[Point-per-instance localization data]
=======
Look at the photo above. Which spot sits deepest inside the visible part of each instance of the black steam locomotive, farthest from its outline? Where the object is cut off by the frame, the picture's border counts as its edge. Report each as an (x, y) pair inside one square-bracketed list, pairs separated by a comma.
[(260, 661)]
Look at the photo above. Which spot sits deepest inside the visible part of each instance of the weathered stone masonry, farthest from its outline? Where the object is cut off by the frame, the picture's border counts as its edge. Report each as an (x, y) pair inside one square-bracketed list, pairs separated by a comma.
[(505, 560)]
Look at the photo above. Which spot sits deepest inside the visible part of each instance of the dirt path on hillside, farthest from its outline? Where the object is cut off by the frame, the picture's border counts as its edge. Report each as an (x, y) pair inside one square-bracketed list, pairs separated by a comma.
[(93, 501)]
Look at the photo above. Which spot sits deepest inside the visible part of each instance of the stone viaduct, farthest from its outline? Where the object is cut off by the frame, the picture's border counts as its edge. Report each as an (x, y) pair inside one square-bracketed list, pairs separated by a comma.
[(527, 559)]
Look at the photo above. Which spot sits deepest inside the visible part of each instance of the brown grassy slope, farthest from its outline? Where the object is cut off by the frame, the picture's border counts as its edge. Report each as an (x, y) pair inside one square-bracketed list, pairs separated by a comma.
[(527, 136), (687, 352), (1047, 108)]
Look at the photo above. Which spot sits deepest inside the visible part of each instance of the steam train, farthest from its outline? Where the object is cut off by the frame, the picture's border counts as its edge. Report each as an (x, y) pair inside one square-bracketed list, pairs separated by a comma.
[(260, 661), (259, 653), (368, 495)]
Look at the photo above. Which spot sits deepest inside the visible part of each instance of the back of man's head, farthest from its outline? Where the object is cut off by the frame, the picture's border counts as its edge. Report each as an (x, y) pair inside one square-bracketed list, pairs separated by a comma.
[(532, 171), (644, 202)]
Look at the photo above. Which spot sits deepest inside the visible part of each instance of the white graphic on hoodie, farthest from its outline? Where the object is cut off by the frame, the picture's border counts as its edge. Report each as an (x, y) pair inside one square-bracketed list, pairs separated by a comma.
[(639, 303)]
=======
* Exercise goal
Could you write out all of the entries precisely as they stand?

* Response
Look at the photo above. Which spot sits deepest inside the visible part of each instance of the black steam locomotive, farthest from its outline? Where the object is cut off by the frame, the picture's border counts as its edge. Report each as an (x, y) pair inside one square-bracketed list, pairs separated by a comma.
[(260, 661)]
Look at the photo above. Which spot sits deepest inside the visible part of each instance of the weathered stone masonry, farthest from its outline? Where the object is cut off by the frame, the picture's border counts as its edge. Report each as an (x, y) pair inside one square-bracketed list, pairs separated by a comma.
[(505, 560)]
Look at the photo above. Which spot sits deepest inside the visible part of each instance of the dirt path on hillside, farthest from its outline? Where the object is cut off by the frame, the picture's border counts as its edge. Report each as an (x, y) pair inside one square-bracketed list, pairs separated by a comma.
[(93, 501)]
Look at the photo above. Which spot sits deepest inside the visible part of each instance of the stone viaduct, farthest from its outline? Where the object is cut off by the frame, the picture's border counts as its edge. Report each as an (x, y) pair inside one square-bracketed list, pairs separated by a comma.
[(527, 559)]
Look at the photo above. Which spot sits deepest inside the visible part of each instance of the brown grassy slope, farthest from its outline? Where the object is cut off by the frame, the picture's border counts as its edge. Report each as an (x, y) pair inside one square-bracketed list, pairs separated by a comma.
[(527, 136), (687, 352), (1047, 108)]
Look at the photo above. Which spot sits deepest inside the visible part of each instance of the steam train, farthest from its outline? Where the object is cut off by the frame, the picture's border counts as its edge. Report each as an (x, y) pair inside one square-bracketed list, pairs separated by a comma.
[(260, 661), (259, 653), (368, 495)]
Look at the photo above. Which spot sits deepest inside the visible part of each instance of the back of man's head, farthest from its outline? Where the object is cut off by the frame, the picture's border counts as its edge. Report each as an (x, y) pair inside one square-bracketed list, pairs separated by a comma.
[(532, 171), (644, 202)]
Look at the photo above. Which spot sits deepest inside the visible part of each instance of the white graphic on hoodie, farthest from its outline? Where the object is cut off by the frame, the picture's border counts as its edge. Report each as an (x, y) pair inside one square-bracketed list, pairs separated by a comma.
[(639, 303)]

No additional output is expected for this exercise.